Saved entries
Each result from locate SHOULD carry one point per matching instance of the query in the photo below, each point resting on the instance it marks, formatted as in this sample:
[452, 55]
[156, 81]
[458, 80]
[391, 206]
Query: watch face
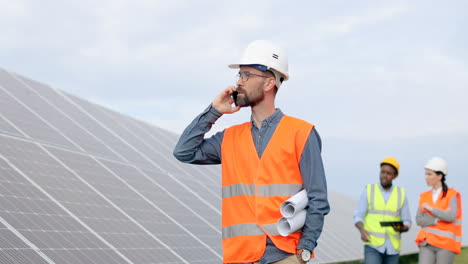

The problem: Your answer must be an exact copy of the data above, minus its pictures.

Solution below:
Each result from locate SHOULD carry one point per matching instance of the query in the photo below, each point resting on the instance it marks, formatted as in this sample:
[452, 55]
[156, 81]
[458, 80]
[391, 206]
Query: watch face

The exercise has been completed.